### REQUIRED ACTIONS
- A) According to the book page, which college did Stephan Talty attend?
- B) Quote the book page from "His first work" to "and two children.".

Hangman, Hangman, what do you see? Four little girls, as cute as can be. The eerie schoolyard chant still sends ripples of horror through North Buffalo. Not so long ago, serial killer Marcus Flynn preyed upon the community’s teen-aged daughters—until he was cornered and shot in the head. But Flynn lived, carrying to prison the nickname “Hangman,” along with the secret of his last victim’s fate. Homicide cop Abbie Kearney wasn’t around during Hangman’s reign of terror. She hadn’t yet come home to wear her dad’s old badge in the tough Irish American stronghold known as “the County.” Abbie had never experienced firsthand the horror of Hangman. Until now.
Hangman, Hangman, where do they go? Down on the ground, where the daffodils grow. A corrections officer lies dead, a prison van stands empty . . . and somewhere out there, the monster who condemned innocents to death at the end of a rope watches and waits to strike again. Abbie leads a desperate manhunt through a city driven to its knees by fear, matching wits with a predator as brilliant as he is elusive. But as more victims are claimed, a rising tide of secrecy, paranoia, and politics forces her to realize that stepping beyond the law may be the only way to find justice. Because with each passing hour, the stakes grow higher—and Hangman’s noose gets tighter.
Reviews
Stephan Talty
Stephan Talty was born in Buffalo, New York to parents who’d emigrated from County Clare, Ireland. He went to Bishop Timon High School before attending Amherst College, where he graduated with a degree in English. After Amherst, he worked at the Miami Herald as a news clerk and police reporter, then became a freelance writer in Dublin and New York. He’s written for the New York Times Magazine, GQ, Playboy, the Irish Times, the Chicago Review and many other publications.
Talty is the author of five non-fiction books: Mulatto America, about the mixing of black and white culture throughout American History; Empire of Blue Water, the story of the great pirate captain Henry Morgan; The Illustrious Dead, about Napoleon’s invasion of Russia and the typhus epidemic that doomed it; Escape from the Land of Snows, an account of the Dalai Lama’s escape from Tibet in 1959; and Agent Garbo, the story of the greatest double agent of World War II, Juan Pujol.
His first work of fiction, a crime novel called Black Irish, introduces the Harvard-educated detective, Absalom Kearney, and marks the beginning of a new crime series. He is also the co-author of the New York Times bestselling account, A Captain’s Duty, with Captain Richard Phillips, the hero of the Maersk Alabama hijacking. The book is being made into a film starring Tom Hanks, to be released in late 2013.
Talty now lives outside New York City with his wife and two children.

Records from a data collection

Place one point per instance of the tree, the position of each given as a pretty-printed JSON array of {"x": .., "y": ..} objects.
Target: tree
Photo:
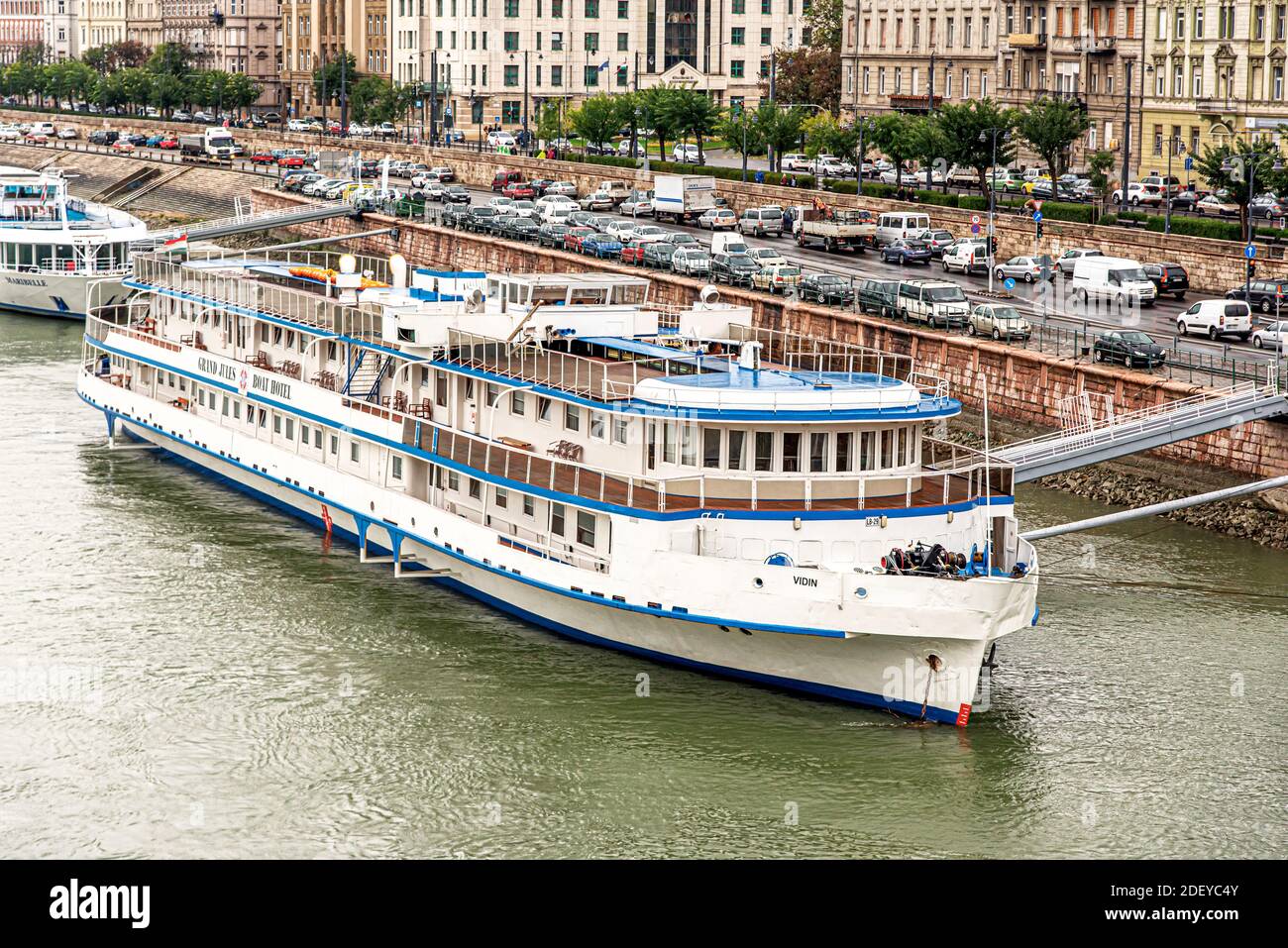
[
  {"x": 780, "y": 129},
  {"x": 168, "y": 59},
  {"x": 694, "y": 114},
  {"x": 657, "y": 115},
  {"x": 894, "y": 137},
  {"x": 1050, "y": 127},
  {"x": 969, "y": 134},
  {"x": 809, "y": 75},
  {"x": 1233, "y": 167},
  {"x": 596, "y": 121}
]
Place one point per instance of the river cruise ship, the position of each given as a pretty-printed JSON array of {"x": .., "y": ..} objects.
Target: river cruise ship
[
  {"x": 671, "y": 481},
  {"x": 53, "y": 247}
]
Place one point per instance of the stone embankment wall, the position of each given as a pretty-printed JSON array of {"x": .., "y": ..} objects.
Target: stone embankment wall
[
  {"x": 1022, "y": 385},
  {"x": 1214, "y": 265}
]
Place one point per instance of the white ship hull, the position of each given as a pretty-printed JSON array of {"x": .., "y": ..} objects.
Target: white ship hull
[
  {"x": 58, "y": 295},
  {"x": 884, "y": 669}
]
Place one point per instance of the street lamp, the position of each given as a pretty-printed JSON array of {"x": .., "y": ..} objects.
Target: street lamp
[
  {"x": 1235, "y": 166},
  {"x": 992, "y": 194}
]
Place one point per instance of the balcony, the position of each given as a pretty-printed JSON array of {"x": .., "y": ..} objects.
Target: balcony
[{"x": 1026, "y": 40}]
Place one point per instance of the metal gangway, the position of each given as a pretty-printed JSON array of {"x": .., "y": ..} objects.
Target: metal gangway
[
  {"x": 1090, "y": 437},
  {"x": 248, "y": 222}
]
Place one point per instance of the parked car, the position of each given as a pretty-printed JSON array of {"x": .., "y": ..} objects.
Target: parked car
[
  {"x": 691, "y": 261},
  {"x": 761, "y": 222},
  {"x": 905, "y": 252},
  {"x": 1168, "y": 277},
  {"x": 966, "y": 257},
  {"x": 1131, "y": 347},
  {"x": 777, "y": 277},
  {"x": 1263, "y": 295},
  {"x": 552, "y": 235},
  {"x": 1218, "y": 204},
  {"x": 657, "y": 254},
  {"x": 717, "y": 219},
  {"x": 1026, "y": 268},
  {"x": 1271, "y": 337},
  {"x": 938, "y": 241},
  {"x": 827, "y": 288},
  {"x": 879, "y": 296},
  {"x": 735, "y": 269},
  {"x": 1218, "y": 318},
  {"x": 999, "y": 321}
]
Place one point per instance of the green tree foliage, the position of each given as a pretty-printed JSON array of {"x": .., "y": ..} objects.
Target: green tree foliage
[
  {"x": 1050, "y": 127},
  {"x": 597, "y": 120},
  {"x": 969, "y": 133}
]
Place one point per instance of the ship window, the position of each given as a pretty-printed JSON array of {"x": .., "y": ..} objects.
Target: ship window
[
  {"x": 709, "y": 447},
  {"x": 585, "y": 528},
  {"x": 844, "y": 463},
  {"x": 764, "y": 450},
  {"x": 737, "y": 450},
  {"x": 791, "y": 451},
  {"x": 688, "y": 446},
  {"x": 818, "y": 451}
]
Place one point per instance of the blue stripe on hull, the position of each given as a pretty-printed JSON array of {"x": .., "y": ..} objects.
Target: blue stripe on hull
[{"x": 832, "y": 691}]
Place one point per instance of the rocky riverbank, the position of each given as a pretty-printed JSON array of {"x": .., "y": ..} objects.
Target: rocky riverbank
[{"x": 1142, "y": 479}]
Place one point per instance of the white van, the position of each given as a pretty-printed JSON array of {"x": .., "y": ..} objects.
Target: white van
[
  {"x": 1216, "y": 318},
  {"x": 898, "y": 224},
  {"x": 728, "y": 244},
  {"x": 1112, "y": 277}
]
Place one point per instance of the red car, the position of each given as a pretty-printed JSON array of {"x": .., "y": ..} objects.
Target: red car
[
  {"x": 576, "y": 235},
  {"x": 519, "y": 189}
]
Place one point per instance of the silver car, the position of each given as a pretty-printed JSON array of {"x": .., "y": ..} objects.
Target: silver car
[
  {"x": 999, "y": 321},
  {"x": 1026, "y": 268}
]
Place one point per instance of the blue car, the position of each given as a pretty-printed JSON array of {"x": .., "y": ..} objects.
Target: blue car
[
  {"x": 601, "y": 245},
  {"x": 906, "y": 252}
]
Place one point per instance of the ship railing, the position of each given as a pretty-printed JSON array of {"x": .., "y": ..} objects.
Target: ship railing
[
  {"x": 805, "y": 353},
  {"x": 51, "y": 265}
]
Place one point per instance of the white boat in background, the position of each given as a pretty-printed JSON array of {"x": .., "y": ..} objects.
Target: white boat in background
[
  {"x": 671, "y": 481},
  {"x": 54, "y": 247}
]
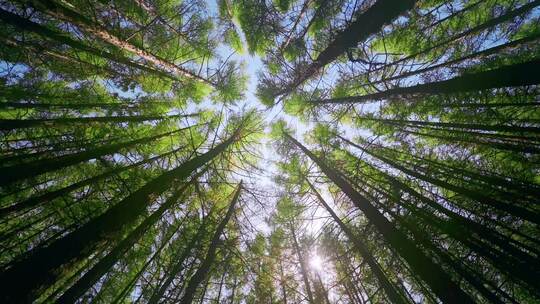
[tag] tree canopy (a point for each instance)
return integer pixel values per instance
(311, 151)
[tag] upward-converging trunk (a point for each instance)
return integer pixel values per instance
(105, 263)
(59, 11)
(392, 292)
(432, 274)
(521, 74)
(178, 263)
(302, 261)
(27, 25)
(49, 196)
(13, 124)
(477, 55)
(47, 264)
(16, 173)
(486, 25)
(366, 24)
(512, 209)
(202, 272)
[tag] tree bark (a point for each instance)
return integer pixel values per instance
(521, 74)
(432, 274)
(514, 210)
(47, 264)
(302, 261)
(27, 25)
(392, 292)
(366, 24)
(49, 196)
(106, 263)
(202, 272)
(61, 12)
(15, 124)
(16, 173)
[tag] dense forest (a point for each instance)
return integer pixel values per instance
(270, 151)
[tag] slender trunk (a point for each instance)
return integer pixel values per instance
(456, 126)
(482, 141)
(282, 282)
(439, 281)
(27, 25)
(80, 106)
(488, 24)
(477, 55)
(392, 292)
(61, 12)
(193, 245)
(105, 264)
(15, 124)
(16, 173)
(521, 74)
(137, 275)
(303, 268)
(48, 264)
(462, 235)
(367, 23)
(49, 196)
(471, 194)
(452, 15)
(203, 270)
(293, 29)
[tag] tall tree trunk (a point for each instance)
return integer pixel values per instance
(456, 126)
(194, 245)
(302, 261)
(474, 195)
(203, 270)
(105, 263)
(392, 292)
(486, 25)
(80, 106)
(47, 264)
(27, 25)
(61, 12)
(49, 196)
(438, 280)
(366, 24)
(15, 124)
(477, 55)
(520, 74)
(19, 172)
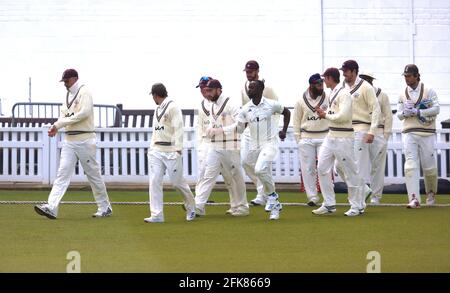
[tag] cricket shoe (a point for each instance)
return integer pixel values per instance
(258, 201)
(375, 200)
(275, 212)
(154, 220)
(272, 201)
(324, 210)
(431, 198)
(200, 212)
(190, 215)
(367, 192)
(413, 204)
(100, 214)
(353, 212)
(240, 212)
(313, 202)
(44, 210)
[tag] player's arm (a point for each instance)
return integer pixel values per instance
(296, 121)
(434, 108)
(86, 106)
(176, 118)
(387, 113)
(286, 118)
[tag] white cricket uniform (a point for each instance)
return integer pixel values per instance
(338, 146)
(163, 155)
(80, 144)
(268, 93)
(377, 149)
(365, 119)
(419, 138)
(309, 132)
(204, 143)
(223, 153)
(264, 140)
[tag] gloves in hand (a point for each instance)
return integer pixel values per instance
(214, 131)
(410, 112)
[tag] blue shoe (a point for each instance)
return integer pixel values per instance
(272, 201)
(44, 210)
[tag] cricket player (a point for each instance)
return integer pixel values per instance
(418, 107)
(338, 146)
(309, 132)
(204, 142)
(252, 73)
(365, 119)
(257, 115)
(377, 149)
(79, 144)
(165, 155)
(223, 152)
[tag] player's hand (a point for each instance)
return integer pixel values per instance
(409, 104)
(369, 138)
(52, 131)
(320, 112)
(214, 131)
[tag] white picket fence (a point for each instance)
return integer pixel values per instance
(29, 155)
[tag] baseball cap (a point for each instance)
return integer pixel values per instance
(214, 84)
(349, 64)
(251, 65)
(203, 81)
(315, 78)
(410, 69)
(332, 71)
(68, 73)
(368, 74)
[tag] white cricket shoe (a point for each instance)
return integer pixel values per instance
(240, 212)
(44, 210)
(367, 192)
(272, 201)
(323, 210)
(154, 220)
(413, 204)
(258, 201)
(431, 198)
(375, 200)
(103, 214)
(200, 212)
(353, 212)
(275, 212)
(190, 215)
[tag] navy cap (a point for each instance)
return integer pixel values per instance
(315, 78)
(410, 69)
(251, 65)
(68, 73)
(203, 81)
(350, 64)
(214, 84)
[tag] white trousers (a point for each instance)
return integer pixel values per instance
(245, 148)
(258, 163)
(308, 150)
(229, 162)
(85, 152)
(377, 153)
(158, 164)
(201, 165)
(340, 150)
(420, 152)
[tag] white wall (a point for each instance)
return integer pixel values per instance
(120, 48)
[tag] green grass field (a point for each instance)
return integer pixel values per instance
(408, 240)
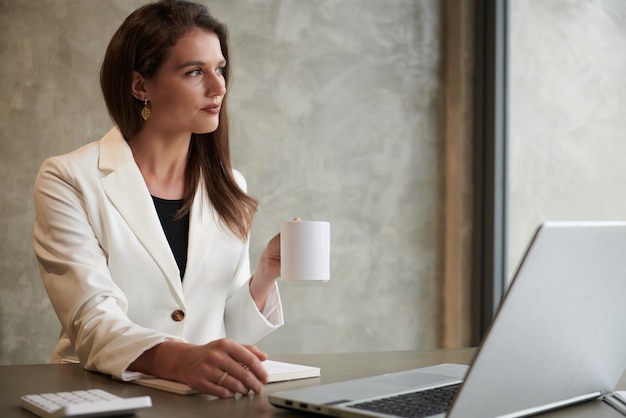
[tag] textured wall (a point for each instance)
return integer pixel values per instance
(334, 117)
(568, 96)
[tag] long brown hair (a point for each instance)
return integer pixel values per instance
(141, 44)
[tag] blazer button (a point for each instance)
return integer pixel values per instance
(178, 315)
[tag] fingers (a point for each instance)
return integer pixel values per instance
(232, 368)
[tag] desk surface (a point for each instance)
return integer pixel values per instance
(25, 379)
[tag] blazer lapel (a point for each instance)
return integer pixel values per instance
(126, 188)
(202, 230)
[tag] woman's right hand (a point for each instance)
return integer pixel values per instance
(221, 368)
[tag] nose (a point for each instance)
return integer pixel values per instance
(216, 85)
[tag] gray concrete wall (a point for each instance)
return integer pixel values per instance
(334, 112)
(567, 124)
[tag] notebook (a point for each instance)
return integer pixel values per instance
(558, 338)
(278, 371)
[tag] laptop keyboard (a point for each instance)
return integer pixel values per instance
(413, 405)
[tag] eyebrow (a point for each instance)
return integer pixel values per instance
(197, 64)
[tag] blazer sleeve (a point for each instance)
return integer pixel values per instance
(90, 306)
(242, 319)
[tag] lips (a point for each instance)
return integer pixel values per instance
(213, 109)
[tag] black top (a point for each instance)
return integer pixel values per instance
(176, 229)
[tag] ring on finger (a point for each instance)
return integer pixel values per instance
(222, 378)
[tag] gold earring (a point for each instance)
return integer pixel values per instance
(145, 112)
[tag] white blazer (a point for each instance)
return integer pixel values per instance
(111, 275)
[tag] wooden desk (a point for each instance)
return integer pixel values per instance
(24, 379)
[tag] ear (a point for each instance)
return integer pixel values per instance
(138, 87)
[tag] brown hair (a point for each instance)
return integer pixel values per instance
(141, 44)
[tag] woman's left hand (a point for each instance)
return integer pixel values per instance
(268, 270)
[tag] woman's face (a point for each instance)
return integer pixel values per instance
(186, 93)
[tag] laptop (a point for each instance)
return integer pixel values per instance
(558, 338)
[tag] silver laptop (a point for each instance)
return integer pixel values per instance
(558, 338)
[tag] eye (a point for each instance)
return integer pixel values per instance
(195, 72)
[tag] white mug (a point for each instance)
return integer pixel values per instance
(305, 250)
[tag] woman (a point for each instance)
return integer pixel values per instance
(142, 237)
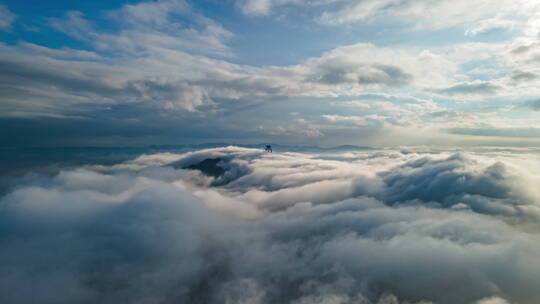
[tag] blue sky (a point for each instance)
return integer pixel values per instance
(321, 72)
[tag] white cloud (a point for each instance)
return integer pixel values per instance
(6, 18)
(323, 227)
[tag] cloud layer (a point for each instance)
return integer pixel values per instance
(335, 227)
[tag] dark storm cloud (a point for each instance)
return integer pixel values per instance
(342, 227)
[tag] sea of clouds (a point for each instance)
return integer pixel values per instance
(359, 226)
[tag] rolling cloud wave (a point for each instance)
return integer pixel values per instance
(343, 227)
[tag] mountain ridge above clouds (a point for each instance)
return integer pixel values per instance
(381, 227)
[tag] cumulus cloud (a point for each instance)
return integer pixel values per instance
(475, 88)
(353, 226)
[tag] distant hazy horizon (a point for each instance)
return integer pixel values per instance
(404, 165)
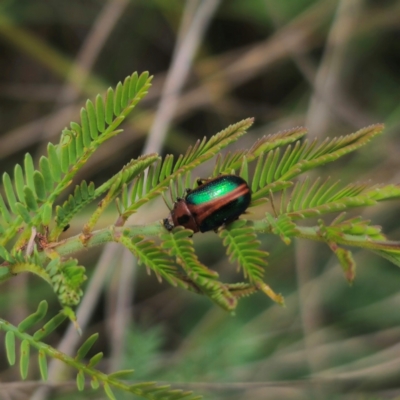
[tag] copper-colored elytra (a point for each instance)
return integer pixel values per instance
(203, 211)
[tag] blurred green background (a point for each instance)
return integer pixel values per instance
(332, 66)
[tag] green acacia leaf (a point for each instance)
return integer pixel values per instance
(100, 114)
(45, 168)
(42, 361)
(109, 392)
(91, 113)
(54, 161)
(87, 140)
(80, 380)
(29, 170)
(40, 187)
(30, 199)
(24, 358)
(94, 383)
(19, 182)
(10, 347)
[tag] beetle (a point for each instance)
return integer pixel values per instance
(215, 202)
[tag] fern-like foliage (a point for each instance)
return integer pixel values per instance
(86, 367)
(31, 222)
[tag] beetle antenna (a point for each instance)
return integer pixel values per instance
(165, 201)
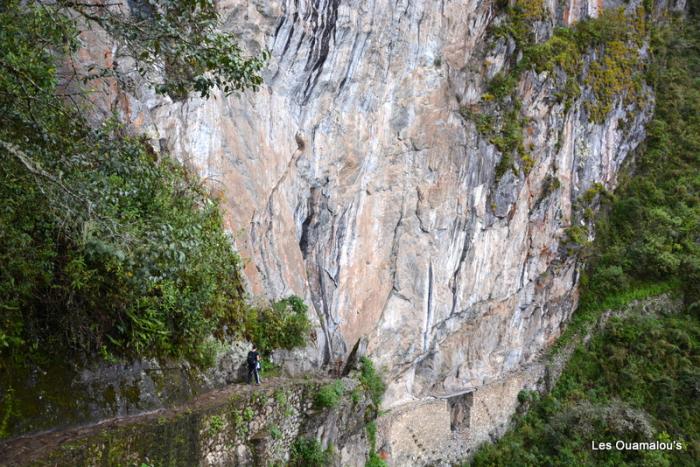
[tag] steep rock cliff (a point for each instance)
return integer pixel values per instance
(352, 179)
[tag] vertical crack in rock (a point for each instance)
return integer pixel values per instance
(429, 309)
(324, 15)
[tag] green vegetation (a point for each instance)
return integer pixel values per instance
(283, 325)
(107, 247)
(649, 229)
(610, 43)
(216, 425)
(307, 452)
(275, 432)
(329, 395)
(637, 380)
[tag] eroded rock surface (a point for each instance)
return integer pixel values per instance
(351, 179)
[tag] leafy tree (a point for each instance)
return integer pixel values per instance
(105, 245)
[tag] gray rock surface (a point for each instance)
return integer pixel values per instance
(351, 179)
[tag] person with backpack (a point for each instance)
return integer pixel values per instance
(253, 361)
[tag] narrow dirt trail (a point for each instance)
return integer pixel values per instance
(24, 450)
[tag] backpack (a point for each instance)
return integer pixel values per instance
(252, 360)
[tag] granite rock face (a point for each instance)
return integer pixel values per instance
(352, 180)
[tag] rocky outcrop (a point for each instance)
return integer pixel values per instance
(239, 425)
(351, 179)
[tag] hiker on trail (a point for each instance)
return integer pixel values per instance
(253, 361)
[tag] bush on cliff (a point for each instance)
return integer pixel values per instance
(105, 245)
(638, 380)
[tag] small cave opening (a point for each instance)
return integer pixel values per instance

### SOLUTIONS
- A) Amherst College

- B)
His first work of fiction, a crime novel called Black Irish, introduces the Harvard-educated detective, Absalom Kearney, and marks the beginning of a new crime series. He is also the co-author of the New York Times bestselling account, A Captain’s Duty, with Captain Richard Phillips, the hero of the Maersk Alabama hijacking. The book is being made into a film starring Tom Hanks, to be released in late 2013.
Talty now lives outside New York City with his wife and two children.